## QUOTED TEXT

* * *

One Japanese recipe for a rice dish tells us to boil the rice in a seasoned stock with different ingredients. The dish is called takikomi gohan (takikomi means "boiled with," and gohan means "rice"). The ingredients vegetables and perhaps some meat give a slightly mellow taste to the rice because it absorbs their flavor, and they make the bowl of rice more colorful, too. This flavored rice is a joy to serve in the home because kids like it a lot and there's no need to prepare many side dishes to go with it.
Rice has been a staple food in Japan for a long time. It was expensive in the old days, so to make it go further, cooks would often boil it with vegetables like daikon radish and potatoes, beans, and other grains like millet and fox-tail millet. Mixing rice with other ingredients and boiling them together led to the development of different types of takikomi gohan.
It's best to use ingredients that are in season. You could try bamboo shoots in spring, green peas or fresh soybeans in summer, chestnuts or matsutake mushrooms in the fall, or oysters in winter. Many cooks prefer to use local specialties as ingredients, to make a meal unique to their own area. A famous recipe in western Japan calls for the rice to be boiled with a whole fish, to make tai-meshi (rice with whole sea bream) or ayu-meshi (rice with whole sweet-fish).

* * *

## LISTING
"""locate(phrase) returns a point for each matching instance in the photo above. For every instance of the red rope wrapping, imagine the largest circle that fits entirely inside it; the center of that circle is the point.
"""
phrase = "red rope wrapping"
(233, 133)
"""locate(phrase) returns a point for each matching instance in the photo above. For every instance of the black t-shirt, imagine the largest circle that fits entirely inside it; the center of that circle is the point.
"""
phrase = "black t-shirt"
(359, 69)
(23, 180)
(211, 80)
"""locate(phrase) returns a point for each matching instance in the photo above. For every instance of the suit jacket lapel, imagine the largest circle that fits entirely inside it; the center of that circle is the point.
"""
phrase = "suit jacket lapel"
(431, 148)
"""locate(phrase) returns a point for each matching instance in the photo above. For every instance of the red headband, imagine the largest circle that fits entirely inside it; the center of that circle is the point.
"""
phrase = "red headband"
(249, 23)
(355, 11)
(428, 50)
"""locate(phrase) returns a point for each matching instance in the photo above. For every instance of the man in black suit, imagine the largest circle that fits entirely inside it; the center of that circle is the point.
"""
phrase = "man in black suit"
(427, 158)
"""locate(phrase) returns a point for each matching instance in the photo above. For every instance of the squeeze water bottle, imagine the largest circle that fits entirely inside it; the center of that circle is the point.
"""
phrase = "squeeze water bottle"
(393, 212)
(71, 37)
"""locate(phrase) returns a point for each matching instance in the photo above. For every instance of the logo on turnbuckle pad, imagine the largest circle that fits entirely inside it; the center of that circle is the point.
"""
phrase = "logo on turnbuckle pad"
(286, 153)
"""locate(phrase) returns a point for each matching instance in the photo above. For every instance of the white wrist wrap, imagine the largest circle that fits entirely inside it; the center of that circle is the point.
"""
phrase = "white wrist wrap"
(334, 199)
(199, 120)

* * *

Decide whether each statement agrees with the takikomi gohan text, answering yes or no and quoting the words of the text that settle it: (a) Takikomi gohan has to be served with many side dishes. (b) In the old days rice was expensive in Japan. (c) Oysters are suggested as a summer ingredient.

## PROBLEM SOLUTION
(a) No: "there's no need to prepare many side dishes to go with it"
(b) Yes: "It was expensive in the old days"
(c) No: "or oysters in winter"